**WORK REQUEST**: Without skipping a line, reproduce the entries exactly.

**THE RECORDS**:

= = = =

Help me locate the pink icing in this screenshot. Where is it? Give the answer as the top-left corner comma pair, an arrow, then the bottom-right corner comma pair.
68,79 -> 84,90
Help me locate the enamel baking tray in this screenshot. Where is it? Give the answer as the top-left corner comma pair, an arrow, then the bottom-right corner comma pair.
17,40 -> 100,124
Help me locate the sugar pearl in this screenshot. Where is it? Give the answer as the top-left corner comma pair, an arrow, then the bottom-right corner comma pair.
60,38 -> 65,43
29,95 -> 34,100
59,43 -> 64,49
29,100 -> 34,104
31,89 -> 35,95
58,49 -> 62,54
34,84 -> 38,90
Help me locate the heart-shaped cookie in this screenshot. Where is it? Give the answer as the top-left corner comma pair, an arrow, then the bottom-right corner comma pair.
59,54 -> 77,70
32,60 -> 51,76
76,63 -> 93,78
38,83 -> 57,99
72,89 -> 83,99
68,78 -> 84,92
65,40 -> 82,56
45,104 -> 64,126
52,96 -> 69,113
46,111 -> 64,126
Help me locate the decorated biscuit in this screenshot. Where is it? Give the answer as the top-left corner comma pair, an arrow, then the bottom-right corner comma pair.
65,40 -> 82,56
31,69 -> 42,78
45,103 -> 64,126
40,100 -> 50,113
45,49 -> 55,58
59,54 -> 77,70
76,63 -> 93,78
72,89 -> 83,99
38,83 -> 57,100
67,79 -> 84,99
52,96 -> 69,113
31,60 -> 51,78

= = = =

**EXERCISE ANSWER**:
Help me locate the pink icing in this screenshot. Where is it? Give the answer as the top-left corner comma pair, an arrow, then the bottom-right corner comma pair.
68,79 -> 84,90
Help me locate the enamel baking tray in this screenshot. Where is it? Give the answer as the top-left corner comma pair, an arrow, then the bottom-right corner comma pair.
17,40 -> 100,124
Help me locate the sugar pearl in this screenshot. Where is it? Give the answer as the top-left corner comma pair, an arrow, then the bottom-right corner comma pair.
60,38 -> 65,43
29,95 -> 34,100
59,43 -> 64,49
29,100 -> 34,104
31,89 -> 35,95
58,49 -> 62,54
34,84 -> 38,90
Help me locate the heart-shaped cookie in this screenshot. Where is it? Give the answer as the top-left corner comma pair, an arrow, then the bottom-right corner comma pair.
59,54 -> 77,70
32,60 -> 51,76
76,63 -> 93,78
38,83 -> 57,99
72,89 -> 83,99
68,78 -> 84,92
65,40 -> 82,56
45,104 -> 64,126
52,96 -> 69,113
46,111 -> 64,126
Help me locate the decorated biscuit in this screenshot. Where is it? Give the answer as the top-left corner comma pair, an arrow, then the bottom-right corner comma pair.
65,40 -> 82,56
31,69 -> 42,78
45,103 -> 64,126
40,100 -> 50,113
45,49 -> 55,58
59,54 -> 77,70
76,63 -> 93,78
72,89 -> 83,99
38,83 -> 57,100
67,79 -> 84,99
52,96 -> 69,113
31,60 -> 51,78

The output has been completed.